Aşağıdaki çarpma kraterleri metninde "Çarpma kraterleri, Güneş" ile başlayıp "bilgi edinmeye çalışırlar." ifadesine kadar devam eden kısmı hiçbir değişiklik yapmadan yeniden yazın.

* **Okuma parçası**
########
Astronomi

Gezegenimizde İz Bırakan Beş Çarpma Krateri Gezegenimizin Tarihine Işık Tutuyor

Her çarpma krateri  bize gezegenimiz, Güneş Sistemimiz ve onu şekillendiren jeolojik süreçler hakkında yeni bir şeyler öğretmeye hazırdır.

Yaşadığımız son felaketlerin ardından, Dünya’da tam olarak güvende olmadığımızı düşünüyorsanız aslında haklısınız. Bunun en önemli kanıtları irili ufaklı göktaşı çarpmalarının bizlere bıraktığı kanıtlardır. Gezegenimiz, ömrü boyunca sürekli uzaydan gelen kayaların darbelerine maruz kaldı. Bunların bıraktığı izleri günümüzde çarpma kraterlerinde görüyoruz.

Çarpma kraterleri, Güneş Sistemimizdeki her gezegen gövdesinde meydana gelir. Bilim insanları bu kriterleri ve bunlara neden olan göktaşlarını inceleyerek Güneş Sistemimizi şekillendiren süreçler hakkında bilgi edinmeye çalışırlar.
########
* **Veri satırları**
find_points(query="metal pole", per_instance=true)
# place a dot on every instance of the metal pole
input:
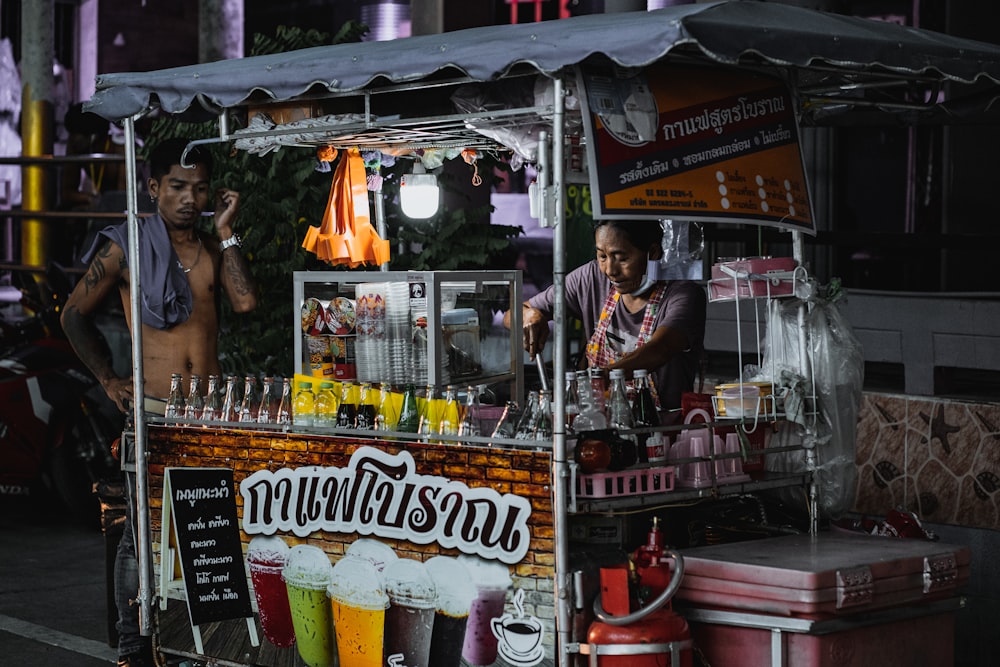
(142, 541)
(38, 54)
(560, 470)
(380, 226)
########
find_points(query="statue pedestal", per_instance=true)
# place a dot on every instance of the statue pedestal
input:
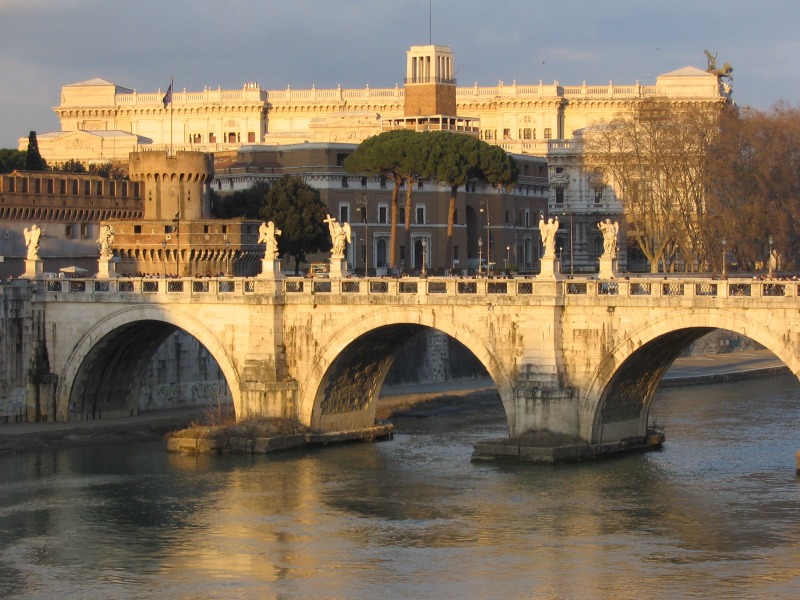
########
* **Görev sonucu**
Çarpma kraterleri, Güneş Sistemimizdeki her gezegen gövdesinde meydana gelir. Bilim insanları bu kriterleri ve bunlara neden olan göktaşlarını inceleyerek Güneş Sistemimizi şekillendiren süreçler hakkında bilgi edinmeye çalışırlar.